Task requirements - From the line containing "One marker serves each instance of the framed picture." down to the last line of the records below, copy every line exactly. Leave out everything before it.

──────────────────────────────

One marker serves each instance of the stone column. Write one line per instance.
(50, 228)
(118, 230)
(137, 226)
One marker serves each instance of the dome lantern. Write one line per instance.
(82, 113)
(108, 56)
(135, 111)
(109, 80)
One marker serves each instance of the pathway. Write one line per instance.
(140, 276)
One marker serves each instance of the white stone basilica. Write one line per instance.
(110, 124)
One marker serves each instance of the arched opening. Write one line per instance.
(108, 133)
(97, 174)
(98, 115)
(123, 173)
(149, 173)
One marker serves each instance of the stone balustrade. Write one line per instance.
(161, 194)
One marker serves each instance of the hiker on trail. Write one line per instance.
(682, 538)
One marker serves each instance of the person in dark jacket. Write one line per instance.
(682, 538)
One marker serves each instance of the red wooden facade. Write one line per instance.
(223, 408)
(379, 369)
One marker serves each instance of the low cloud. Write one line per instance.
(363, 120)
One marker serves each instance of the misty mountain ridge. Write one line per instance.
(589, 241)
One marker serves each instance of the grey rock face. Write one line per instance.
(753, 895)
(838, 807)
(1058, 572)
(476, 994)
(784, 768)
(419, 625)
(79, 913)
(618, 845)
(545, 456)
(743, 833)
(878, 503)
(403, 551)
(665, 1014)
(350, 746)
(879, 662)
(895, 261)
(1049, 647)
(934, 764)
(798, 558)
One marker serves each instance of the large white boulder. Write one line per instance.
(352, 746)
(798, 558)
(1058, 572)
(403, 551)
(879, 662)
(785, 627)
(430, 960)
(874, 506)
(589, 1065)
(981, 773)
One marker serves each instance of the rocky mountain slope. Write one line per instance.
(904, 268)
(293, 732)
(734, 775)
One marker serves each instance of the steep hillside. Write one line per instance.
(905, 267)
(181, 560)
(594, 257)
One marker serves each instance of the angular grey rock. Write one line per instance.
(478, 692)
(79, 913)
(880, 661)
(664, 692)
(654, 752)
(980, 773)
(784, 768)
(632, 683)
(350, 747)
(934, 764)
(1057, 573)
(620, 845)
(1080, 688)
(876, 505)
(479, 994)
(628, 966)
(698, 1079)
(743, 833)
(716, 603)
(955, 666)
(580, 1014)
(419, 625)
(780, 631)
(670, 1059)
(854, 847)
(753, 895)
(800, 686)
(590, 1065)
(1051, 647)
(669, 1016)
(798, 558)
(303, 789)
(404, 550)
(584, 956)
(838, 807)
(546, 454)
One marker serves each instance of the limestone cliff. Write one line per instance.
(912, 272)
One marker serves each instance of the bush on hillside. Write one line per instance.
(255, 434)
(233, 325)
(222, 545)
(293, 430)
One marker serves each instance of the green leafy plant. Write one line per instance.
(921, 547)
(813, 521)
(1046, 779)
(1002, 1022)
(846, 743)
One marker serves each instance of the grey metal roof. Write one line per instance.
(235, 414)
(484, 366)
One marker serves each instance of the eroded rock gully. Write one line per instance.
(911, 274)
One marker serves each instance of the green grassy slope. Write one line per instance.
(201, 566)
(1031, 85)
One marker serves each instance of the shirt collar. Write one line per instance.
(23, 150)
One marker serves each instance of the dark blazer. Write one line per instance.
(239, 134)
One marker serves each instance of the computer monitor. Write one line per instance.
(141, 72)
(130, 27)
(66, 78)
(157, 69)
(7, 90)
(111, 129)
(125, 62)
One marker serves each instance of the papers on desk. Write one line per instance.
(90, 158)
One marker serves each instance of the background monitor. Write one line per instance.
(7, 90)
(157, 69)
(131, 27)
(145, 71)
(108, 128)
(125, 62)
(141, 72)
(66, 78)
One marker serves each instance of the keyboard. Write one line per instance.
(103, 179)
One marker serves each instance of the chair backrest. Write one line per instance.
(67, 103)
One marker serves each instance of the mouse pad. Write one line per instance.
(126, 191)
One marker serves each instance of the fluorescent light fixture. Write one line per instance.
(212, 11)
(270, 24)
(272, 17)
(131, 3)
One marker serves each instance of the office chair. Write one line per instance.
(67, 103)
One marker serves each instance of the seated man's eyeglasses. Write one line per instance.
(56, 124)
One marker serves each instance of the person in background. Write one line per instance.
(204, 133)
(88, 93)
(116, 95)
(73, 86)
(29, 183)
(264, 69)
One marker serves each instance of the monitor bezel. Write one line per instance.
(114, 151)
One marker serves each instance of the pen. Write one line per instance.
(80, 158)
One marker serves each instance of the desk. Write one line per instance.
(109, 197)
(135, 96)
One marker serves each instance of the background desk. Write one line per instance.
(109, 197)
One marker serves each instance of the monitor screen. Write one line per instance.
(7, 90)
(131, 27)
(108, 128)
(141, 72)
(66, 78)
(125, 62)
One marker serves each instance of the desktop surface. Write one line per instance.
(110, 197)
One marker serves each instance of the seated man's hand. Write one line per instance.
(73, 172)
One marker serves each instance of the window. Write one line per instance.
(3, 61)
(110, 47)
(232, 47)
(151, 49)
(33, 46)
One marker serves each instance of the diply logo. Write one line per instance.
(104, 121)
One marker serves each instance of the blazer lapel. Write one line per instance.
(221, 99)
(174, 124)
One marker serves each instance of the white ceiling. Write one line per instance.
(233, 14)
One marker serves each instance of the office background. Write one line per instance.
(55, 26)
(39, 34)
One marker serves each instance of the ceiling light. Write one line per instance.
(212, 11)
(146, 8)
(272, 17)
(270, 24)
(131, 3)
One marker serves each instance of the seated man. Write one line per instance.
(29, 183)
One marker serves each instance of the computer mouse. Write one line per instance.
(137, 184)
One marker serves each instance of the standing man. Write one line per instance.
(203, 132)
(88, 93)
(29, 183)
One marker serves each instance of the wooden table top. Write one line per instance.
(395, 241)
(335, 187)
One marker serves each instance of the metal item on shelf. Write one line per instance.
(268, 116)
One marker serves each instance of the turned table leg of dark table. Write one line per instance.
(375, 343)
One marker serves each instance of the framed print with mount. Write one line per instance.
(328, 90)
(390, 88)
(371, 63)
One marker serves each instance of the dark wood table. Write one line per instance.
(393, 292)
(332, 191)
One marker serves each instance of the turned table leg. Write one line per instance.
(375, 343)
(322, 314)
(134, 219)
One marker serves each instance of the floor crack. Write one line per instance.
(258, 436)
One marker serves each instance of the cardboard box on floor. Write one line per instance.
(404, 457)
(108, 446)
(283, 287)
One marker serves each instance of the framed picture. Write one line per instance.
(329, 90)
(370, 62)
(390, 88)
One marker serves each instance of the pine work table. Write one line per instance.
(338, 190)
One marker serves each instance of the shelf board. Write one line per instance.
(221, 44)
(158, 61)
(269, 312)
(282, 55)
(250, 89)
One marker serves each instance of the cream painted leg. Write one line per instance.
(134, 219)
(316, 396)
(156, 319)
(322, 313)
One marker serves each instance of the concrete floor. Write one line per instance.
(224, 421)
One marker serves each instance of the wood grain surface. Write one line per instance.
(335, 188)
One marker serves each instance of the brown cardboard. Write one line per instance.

──────────────────────────────

Output of the exercise -
One marker serves each instance of the framed picture. Write one line per instance.
(329, 90)
(370, 62)
(390, 88)
One marker serves each instance of the pine work table. Write one line per instance.
(338, 190)
One marker serves each instance of the shelf board. Write one line per instance.
(221, 44)
(158, 61)
(269, 312)
(282, 55)
(250, 89)
One marker serves each instance of the cream painted leg. Write one line per instance.
(134, 219)
(316, 396)
(156, 319)
(322, 313)
One marker serves each instance of the concrete floor. Write one line per instance.
(224, 421)
One marker serves each instance of the wood grain surface. Write one line per instance.
(335, 188)
One marker serves each instance of the brown cardboard. Write one line per instance.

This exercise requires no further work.